Exercise aim: Scan the data below and work out how many of its lines contain the word "approximate". Give only that number.

Data extracts:
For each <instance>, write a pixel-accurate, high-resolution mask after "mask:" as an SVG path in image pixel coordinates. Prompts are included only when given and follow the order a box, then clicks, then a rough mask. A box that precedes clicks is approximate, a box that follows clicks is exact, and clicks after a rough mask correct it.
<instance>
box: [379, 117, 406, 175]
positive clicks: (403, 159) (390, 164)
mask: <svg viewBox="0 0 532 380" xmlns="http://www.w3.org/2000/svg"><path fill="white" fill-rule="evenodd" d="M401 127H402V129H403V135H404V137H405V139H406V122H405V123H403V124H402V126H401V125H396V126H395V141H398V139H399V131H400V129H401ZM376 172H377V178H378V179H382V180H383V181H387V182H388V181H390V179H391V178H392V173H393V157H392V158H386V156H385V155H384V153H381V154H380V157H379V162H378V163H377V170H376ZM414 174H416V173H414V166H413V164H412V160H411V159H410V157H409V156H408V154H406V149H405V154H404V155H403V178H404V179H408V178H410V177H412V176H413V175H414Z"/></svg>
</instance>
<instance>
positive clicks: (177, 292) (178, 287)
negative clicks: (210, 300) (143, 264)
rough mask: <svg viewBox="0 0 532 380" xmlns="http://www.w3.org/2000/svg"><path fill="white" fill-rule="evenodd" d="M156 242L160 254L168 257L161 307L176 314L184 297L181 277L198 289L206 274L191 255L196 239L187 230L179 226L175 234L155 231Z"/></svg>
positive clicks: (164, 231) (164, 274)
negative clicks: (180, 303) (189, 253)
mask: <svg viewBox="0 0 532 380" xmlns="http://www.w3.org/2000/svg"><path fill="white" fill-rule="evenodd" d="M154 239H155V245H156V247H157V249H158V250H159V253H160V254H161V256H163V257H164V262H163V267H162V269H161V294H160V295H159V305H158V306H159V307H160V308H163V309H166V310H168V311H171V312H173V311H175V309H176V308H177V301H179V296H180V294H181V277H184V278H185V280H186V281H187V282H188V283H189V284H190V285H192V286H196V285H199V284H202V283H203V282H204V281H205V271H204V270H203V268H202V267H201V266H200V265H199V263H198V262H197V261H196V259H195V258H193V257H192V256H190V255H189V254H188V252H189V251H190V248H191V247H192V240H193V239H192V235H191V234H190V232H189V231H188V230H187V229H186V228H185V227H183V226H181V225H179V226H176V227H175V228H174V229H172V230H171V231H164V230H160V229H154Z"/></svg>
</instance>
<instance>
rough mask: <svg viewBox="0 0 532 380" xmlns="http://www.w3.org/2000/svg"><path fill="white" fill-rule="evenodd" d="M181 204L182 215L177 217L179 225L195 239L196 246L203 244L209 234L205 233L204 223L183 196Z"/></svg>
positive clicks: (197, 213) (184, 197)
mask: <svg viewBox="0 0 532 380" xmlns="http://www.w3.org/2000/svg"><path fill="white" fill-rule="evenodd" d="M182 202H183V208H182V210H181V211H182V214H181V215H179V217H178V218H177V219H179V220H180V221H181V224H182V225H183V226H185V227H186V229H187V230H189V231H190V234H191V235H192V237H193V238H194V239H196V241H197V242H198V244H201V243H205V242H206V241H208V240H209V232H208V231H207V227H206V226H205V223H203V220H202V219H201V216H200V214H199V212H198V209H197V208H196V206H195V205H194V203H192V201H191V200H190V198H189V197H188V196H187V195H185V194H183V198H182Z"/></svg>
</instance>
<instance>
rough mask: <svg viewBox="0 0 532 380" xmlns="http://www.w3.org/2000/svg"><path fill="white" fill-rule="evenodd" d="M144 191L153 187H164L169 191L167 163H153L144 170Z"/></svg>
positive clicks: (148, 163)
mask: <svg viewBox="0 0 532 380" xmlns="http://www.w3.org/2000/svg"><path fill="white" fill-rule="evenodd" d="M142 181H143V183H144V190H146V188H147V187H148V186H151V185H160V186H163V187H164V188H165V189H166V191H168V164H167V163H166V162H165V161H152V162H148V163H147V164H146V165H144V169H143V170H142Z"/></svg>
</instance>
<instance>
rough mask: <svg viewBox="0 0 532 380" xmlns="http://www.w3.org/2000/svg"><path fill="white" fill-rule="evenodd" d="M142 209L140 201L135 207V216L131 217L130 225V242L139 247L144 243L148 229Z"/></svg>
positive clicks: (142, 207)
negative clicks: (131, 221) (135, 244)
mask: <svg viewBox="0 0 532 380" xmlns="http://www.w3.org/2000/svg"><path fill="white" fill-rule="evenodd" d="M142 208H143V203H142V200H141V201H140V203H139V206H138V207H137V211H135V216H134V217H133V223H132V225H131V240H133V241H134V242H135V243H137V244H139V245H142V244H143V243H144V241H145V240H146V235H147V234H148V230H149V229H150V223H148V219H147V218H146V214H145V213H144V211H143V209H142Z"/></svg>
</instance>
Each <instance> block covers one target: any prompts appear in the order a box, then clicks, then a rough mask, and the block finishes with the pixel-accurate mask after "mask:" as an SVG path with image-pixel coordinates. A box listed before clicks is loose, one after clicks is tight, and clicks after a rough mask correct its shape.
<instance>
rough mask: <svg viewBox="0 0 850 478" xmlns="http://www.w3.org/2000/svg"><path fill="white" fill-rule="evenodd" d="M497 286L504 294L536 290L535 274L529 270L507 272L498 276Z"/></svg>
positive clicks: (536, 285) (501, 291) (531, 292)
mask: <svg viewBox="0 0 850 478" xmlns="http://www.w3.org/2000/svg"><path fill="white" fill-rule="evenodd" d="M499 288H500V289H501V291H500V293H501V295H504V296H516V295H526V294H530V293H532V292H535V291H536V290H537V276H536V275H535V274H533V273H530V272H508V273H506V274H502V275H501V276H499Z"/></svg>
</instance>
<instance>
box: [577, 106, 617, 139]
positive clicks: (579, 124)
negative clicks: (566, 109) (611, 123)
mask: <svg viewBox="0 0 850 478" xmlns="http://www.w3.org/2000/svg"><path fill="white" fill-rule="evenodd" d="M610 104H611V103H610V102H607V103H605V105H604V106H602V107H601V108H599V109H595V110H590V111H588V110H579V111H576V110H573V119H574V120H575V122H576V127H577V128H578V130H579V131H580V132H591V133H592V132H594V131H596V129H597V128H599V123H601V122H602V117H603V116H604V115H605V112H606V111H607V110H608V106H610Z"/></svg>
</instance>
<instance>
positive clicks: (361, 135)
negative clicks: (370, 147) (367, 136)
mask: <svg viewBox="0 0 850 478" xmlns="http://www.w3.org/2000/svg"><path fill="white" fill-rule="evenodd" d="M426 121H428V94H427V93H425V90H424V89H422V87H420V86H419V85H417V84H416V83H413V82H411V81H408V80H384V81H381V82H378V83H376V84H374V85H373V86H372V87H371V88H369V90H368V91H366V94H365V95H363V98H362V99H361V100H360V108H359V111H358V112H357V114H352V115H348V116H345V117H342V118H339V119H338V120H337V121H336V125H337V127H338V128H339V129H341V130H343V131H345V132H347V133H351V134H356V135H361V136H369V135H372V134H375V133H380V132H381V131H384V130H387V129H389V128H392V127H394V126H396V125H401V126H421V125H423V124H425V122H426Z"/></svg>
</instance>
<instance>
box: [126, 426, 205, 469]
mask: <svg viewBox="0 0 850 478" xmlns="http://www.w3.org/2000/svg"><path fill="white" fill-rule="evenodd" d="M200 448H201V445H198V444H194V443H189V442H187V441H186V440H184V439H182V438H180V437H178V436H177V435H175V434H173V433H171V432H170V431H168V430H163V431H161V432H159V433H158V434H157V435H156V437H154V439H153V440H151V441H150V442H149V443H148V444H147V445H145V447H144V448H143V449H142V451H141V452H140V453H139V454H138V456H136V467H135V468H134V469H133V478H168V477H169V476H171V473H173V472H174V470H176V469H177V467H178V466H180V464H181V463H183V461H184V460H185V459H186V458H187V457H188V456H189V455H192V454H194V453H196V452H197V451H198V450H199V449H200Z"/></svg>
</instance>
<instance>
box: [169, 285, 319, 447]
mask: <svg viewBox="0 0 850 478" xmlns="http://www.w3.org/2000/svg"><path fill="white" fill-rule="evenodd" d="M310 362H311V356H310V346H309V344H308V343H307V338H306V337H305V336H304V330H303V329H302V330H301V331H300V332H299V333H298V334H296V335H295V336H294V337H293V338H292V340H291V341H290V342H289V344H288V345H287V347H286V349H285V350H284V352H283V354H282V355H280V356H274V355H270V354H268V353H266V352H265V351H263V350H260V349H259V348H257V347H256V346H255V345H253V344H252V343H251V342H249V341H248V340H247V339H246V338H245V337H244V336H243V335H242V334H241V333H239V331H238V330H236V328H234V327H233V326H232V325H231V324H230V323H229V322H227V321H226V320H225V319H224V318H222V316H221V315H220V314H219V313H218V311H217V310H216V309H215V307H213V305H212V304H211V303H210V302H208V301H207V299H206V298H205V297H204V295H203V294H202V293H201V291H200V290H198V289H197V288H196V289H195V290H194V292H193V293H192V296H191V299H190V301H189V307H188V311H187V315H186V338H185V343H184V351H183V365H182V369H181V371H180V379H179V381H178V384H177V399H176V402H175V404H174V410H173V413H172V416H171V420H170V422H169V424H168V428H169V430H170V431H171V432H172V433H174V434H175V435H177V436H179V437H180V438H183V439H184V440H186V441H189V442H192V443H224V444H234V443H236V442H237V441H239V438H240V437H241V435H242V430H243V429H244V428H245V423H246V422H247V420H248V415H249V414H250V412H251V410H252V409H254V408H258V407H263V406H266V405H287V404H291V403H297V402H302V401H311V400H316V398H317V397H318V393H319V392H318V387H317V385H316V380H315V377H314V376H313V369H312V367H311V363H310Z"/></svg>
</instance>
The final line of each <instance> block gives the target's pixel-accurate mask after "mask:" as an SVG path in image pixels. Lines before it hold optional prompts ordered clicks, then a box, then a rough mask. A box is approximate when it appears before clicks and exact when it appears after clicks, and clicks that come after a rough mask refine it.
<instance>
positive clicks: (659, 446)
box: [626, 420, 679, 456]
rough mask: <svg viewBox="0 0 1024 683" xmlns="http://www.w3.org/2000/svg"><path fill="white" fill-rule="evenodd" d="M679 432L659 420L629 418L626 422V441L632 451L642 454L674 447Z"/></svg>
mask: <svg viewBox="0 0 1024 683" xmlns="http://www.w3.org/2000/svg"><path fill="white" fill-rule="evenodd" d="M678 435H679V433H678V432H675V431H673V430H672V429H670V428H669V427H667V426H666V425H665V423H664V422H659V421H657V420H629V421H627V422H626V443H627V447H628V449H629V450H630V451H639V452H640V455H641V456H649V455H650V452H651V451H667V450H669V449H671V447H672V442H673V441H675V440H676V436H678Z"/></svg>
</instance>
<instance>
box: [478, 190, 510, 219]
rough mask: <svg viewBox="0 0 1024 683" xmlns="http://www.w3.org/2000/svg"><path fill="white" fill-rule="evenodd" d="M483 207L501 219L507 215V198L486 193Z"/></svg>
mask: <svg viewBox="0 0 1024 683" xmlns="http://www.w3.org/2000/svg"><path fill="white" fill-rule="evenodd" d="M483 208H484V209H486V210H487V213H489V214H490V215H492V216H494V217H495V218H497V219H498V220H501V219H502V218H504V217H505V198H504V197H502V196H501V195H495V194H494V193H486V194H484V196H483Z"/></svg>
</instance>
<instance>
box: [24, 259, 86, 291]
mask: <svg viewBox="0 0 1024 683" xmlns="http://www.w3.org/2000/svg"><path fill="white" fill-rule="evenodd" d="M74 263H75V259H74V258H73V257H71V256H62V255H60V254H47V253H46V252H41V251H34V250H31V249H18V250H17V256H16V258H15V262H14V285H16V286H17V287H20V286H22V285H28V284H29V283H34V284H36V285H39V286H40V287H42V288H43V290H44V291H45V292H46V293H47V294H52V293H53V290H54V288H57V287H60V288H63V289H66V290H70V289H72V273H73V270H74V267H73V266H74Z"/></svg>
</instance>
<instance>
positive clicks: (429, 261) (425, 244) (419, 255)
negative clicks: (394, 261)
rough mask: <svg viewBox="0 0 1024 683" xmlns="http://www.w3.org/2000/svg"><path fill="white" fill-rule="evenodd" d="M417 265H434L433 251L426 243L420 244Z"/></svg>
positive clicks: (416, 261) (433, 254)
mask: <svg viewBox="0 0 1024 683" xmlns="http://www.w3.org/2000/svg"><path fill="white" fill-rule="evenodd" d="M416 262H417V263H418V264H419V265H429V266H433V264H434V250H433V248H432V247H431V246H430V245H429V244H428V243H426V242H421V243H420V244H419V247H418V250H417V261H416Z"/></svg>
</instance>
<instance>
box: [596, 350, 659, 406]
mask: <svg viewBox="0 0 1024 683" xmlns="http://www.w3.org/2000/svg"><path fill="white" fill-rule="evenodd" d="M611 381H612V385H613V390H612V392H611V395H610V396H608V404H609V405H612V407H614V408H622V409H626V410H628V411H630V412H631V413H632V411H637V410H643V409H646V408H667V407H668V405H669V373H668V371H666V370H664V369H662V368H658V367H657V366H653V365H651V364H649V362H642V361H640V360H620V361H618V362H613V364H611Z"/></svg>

Response to the task: 2